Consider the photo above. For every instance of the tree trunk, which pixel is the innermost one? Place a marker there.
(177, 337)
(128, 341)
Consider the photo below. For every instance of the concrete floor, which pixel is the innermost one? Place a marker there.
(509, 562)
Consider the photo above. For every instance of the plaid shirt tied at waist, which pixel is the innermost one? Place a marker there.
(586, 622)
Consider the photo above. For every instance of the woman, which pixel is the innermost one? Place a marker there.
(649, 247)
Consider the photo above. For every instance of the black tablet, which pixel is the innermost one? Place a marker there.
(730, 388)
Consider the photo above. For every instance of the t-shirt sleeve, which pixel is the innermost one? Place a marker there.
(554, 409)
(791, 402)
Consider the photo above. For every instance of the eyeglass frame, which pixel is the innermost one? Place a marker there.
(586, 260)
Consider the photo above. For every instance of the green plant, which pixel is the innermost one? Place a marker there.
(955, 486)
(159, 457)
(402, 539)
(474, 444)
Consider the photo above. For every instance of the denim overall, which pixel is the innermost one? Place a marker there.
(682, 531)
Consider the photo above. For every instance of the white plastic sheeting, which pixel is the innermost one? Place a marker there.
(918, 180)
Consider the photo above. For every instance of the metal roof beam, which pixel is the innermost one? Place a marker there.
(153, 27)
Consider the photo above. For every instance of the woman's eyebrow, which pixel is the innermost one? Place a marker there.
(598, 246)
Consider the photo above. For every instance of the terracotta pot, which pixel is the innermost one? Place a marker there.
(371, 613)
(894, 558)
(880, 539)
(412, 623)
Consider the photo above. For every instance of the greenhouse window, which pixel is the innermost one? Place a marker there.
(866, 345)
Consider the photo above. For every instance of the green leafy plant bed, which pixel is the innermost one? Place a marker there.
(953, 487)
◆ ◆ ◆ ◆ ◆
Starting at the line that contains "Consider the photo above. For every instance of the green leafy", repeat each line exactly through the last one in the listing. Include both of those lines and nothing more.

SOLVED EXERCISE:
Consider the photo above. For every instance of the green leafy plant bed, which pixel is the innermost one? Place a marker there.
(953, 487)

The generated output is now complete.